■ Work task
Copy the entries that follow, exactly and completely.

■ Task material
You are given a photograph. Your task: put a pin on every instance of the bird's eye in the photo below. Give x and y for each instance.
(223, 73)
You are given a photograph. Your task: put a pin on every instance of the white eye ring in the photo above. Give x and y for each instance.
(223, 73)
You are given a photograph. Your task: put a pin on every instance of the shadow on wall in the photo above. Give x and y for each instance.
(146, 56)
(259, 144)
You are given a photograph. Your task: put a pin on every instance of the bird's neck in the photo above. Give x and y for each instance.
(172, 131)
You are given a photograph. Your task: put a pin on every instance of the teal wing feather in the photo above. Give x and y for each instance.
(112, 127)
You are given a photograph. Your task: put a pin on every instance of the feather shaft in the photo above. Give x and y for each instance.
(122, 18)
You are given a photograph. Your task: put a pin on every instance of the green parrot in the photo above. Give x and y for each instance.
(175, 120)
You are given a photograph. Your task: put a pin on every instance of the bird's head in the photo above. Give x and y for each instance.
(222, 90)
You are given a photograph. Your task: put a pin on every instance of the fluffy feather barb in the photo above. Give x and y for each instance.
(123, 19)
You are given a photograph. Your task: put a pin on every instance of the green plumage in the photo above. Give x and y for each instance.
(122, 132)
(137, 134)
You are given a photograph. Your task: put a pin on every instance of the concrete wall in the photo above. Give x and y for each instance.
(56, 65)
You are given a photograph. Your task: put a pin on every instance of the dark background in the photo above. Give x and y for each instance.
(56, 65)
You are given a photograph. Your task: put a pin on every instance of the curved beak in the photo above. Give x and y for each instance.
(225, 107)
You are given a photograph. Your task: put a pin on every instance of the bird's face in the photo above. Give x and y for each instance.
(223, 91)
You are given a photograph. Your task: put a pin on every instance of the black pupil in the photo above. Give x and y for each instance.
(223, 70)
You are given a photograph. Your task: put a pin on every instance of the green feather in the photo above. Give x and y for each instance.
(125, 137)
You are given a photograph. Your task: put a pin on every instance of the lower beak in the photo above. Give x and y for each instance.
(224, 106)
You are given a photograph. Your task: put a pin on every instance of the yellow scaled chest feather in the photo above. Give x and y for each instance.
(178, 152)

■ Result for this exercise
You are given a photograph. Your task: put a pin on every instance of the bird's eye in the photo below. Give x and y for each instance.
(223, 73)
You are given a photograph. Your task: put a pin on every instance of the white eye ring in the photo above. Give x and y for each instance.
(223, 73)
You are given a photograph. Your task: put a pin on every instance of the shadow on wall in the photo above. Give x and y for each instance.
(146, 56)
(259, 144)
You are given a photograph. Your task: put a pin on every instance of the bird's neck in the photo above. Give x and y for each instance.
(172, 131)
You are given a photograph. Your task: put a pin on every instance of the teal wing feather in the photo above. Give x and y for each instance.
(112, 127)
You are given a photograph. Your task: put a pin on every instance of the feather shaft in the photo above. Give x and y for each instance.
(122, 18)
You are given a photograph. Your task: put a pin on every instance of the green parrot in the photo above. Give x and y for each instance.
(175, 120)
You are given a photograph. Your task: put a pin on every instance of the bird's head in the photo above. Give x and y for each instance.
(222, 90)
You are given a photograph. Your task: put a pin on every instance of the fluffy feather barb in the photo above. Give x and y for each instance.
(123, 19)
You are given a photograph. Your task: put a pin on every instance of the green plumage in the photo above. Give x and y for each instance.
(122, 132)
(137, 134)
You are given a photograph. Your task: put a pin on every instance of the concrete wall in the photo above. Give x and y for each instance.
(56, 65)
You are given a photograph. Your task: put a pin on every instance of the dark background in the photo above. Give x and y for each instance.
(56, 65)
You are given a photograph. Your task: put a pin on every instance of the curved beak in the photo above. Give x and y for each instance.
(225, 107)
You are given a photograph. Your task: put a pin on every instance of the bird's face in the photo above. Give x and y for each instance.
(223, 91)
You are given a photograph. Your task: put a pin on every instance of the black pupil in the photo above. Give x and y for each instance.
(223, 70)
You are given a photograph. Your task: put a pin on every instance of the green feather in the photo above. Give x and y for each instance.
(125, 137)
You are given a photograph. Your task: put a pin on every instance of the lower beak in the photo above. Give x and y for each instance.
(224, 106)
You are given a photograph. Your task: put a pin on every instance of the yellow scaled chest feather in the photo above. Give x and y for each instance.
(178, 152)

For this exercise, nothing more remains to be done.